Starting at the line that has "the red chinese" and ending after the line that has "pixel 54 81", write those lines out again with "stadium" changed to "arena" and nothing else altered.

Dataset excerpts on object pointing
——

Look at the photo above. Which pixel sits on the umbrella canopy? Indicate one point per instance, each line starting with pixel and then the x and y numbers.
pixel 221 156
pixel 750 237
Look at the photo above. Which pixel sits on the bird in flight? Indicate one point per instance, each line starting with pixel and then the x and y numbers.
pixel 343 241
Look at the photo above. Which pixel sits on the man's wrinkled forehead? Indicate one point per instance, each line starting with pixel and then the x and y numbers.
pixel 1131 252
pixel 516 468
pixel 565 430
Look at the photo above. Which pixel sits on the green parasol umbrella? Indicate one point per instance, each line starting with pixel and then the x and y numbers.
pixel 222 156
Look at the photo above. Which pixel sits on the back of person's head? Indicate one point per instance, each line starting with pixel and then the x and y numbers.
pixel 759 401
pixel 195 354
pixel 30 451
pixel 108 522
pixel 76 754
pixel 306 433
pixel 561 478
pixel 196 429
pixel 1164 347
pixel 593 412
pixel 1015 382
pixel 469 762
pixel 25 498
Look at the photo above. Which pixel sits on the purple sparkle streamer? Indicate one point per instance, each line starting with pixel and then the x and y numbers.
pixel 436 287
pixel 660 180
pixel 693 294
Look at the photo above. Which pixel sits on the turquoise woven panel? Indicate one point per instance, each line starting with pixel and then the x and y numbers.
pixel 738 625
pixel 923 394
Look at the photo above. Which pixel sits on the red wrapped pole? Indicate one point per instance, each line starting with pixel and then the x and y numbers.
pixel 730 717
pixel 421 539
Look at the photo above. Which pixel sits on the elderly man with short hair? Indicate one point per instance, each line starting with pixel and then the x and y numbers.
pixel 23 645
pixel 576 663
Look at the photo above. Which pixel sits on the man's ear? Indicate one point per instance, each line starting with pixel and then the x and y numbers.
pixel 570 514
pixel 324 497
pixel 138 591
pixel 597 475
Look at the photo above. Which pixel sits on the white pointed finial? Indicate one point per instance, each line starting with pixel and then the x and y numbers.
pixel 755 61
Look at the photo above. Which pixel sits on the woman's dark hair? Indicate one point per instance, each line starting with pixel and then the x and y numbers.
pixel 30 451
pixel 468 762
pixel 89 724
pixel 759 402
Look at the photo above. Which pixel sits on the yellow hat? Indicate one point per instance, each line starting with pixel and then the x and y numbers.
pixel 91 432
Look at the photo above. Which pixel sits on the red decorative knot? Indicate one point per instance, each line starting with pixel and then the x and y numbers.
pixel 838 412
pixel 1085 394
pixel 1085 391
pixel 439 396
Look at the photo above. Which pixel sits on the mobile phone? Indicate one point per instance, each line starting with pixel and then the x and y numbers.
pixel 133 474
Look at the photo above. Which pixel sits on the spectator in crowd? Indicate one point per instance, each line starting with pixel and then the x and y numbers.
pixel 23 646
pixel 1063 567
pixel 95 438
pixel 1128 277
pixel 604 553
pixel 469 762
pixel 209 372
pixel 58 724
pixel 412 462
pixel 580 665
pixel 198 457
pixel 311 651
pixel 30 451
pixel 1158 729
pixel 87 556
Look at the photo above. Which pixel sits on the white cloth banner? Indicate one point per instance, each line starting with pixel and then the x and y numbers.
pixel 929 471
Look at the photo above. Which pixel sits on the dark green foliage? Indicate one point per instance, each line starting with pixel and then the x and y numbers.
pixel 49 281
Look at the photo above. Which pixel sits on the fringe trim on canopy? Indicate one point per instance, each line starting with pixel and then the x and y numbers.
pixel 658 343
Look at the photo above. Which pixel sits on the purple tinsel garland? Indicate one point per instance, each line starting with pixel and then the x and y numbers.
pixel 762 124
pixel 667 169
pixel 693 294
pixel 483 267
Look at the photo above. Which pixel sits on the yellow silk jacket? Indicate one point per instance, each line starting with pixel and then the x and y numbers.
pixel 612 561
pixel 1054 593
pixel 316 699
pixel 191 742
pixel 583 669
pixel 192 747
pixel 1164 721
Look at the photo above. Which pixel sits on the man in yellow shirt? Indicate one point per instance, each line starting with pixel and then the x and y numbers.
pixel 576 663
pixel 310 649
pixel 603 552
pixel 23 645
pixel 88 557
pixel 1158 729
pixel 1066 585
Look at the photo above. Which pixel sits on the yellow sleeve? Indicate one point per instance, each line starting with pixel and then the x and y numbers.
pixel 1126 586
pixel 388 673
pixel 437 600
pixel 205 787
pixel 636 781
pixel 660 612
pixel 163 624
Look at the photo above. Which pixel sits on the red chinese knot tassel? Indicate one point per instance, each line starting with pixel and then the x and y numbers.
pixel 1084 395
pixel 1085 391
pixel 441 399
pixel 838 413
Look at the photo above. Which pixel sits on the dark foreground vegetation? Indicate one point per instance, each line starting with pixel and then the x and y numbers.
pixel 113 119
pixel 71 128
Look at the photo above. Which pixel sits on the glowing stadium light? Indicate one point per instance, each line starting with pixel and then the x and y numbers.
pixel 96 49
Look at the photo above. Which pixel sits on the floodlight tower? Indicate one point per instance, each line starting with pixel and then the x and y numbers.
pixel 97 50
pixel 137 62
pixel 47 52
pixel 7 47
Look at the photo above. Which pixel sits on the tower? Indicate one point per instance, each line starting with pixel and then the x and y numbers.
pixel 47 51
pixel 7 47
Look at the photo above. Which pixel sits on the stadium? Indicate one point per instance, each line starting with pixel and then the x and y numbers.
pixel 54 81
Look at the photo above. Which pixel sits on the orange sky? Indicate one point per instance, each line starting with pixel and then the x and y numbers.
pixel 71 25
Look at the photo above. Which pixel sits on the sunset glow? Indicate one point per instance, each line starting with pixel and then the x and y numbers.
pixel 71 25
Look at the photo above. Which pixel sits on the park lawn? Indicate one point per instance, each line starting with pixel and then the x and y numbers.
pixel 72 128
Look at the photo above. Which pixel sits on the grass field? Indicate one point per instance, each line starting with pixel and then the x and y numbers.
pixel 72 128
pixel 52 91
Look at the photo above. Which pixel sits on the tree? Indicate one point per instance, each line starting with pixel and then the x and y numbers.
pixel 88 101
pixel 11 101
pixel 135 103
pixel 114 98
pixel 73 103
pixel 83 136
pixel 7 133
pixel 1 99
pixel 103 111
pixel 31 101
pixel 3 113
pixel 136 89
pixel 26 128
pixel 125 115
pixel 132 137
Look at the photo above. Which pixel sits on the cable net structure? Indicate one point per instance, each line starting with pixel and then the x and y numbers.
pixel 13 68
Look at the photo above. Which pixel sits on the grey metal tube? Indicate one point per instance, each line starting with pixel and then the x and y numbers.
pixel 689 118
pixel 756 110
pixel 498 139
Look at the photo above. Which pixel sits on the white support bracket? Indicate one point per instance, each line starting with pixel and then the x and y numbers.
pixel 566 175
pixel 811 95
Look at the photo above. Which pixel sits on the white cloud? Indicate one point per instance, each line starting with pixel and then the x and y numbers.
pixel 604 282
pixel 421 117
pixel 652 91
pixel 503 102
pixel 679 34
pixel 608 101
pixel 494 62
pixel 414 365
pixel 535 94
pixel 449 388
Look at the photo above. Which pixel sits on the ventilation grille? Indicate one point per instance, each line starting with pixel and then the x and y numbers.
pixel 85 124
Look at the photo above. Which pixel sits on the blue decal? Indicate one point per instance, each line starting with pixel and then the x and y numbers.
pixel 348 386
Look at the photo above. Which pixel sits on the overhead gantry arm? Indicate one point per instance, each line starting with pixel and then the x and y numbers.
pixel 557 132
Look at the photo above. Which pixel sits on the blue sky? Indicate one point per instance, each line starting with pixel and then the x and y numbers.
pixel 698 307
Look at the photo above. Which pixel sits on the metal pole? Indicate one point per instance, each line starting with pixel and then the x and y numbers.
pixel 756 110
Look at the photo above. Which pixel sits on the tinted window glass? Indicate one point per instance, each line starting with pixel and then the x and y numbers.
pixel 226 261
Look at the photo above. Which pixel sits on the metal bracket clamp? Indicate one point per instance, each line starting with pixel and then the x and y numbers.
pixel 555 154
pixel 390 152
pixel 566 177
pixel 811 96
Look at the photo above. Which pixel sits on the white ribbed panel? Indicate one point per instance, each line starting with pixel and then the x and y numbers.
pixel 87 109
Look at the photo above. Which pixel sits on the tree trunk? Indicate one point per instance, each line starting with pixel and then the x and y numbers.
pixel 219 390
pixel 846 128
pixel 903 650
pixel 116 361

——

TASK OUTPUT
Look at the photo above. Which pixel sits on the red chinese knot tassel? Indicate one point per instance, each line starting with pixel and then the x and y numbers.
pixel 1084 395
pixel 1085 391
pixel 441 399
pixel 838 413
Look at the photo above. Which pixel sits on the dark foreground vegetation? Indicate one point per instance, each line starting with pixel and then the x and y numbers.
pixel 113 119
pixel 71 128
Look at the photo above. Which pixel sits on the glowing arena light? Indicate one point per instance, each line starting with pixel and then the x and y numbers.
pixel 96 49
Look at the photo above. Which pixel sits on the floodlight tower? Indicate one point per instance, each line starting with pixel and then the x and y numbers.
pixel 97 50
pixel 137 62
pixel 47 52
pixel 7 47
Look at the photo above. Which pixel sits on the tower? Indicate one point per instance, each line starting with pixel and then the x and y numbers.
pixel 47 51
pixel 7 47
Look at the photo above. Which pixel sits on the arena? Indicate one point per instance, each line starting with pixel and then the x and y numbers.
pixel 54 81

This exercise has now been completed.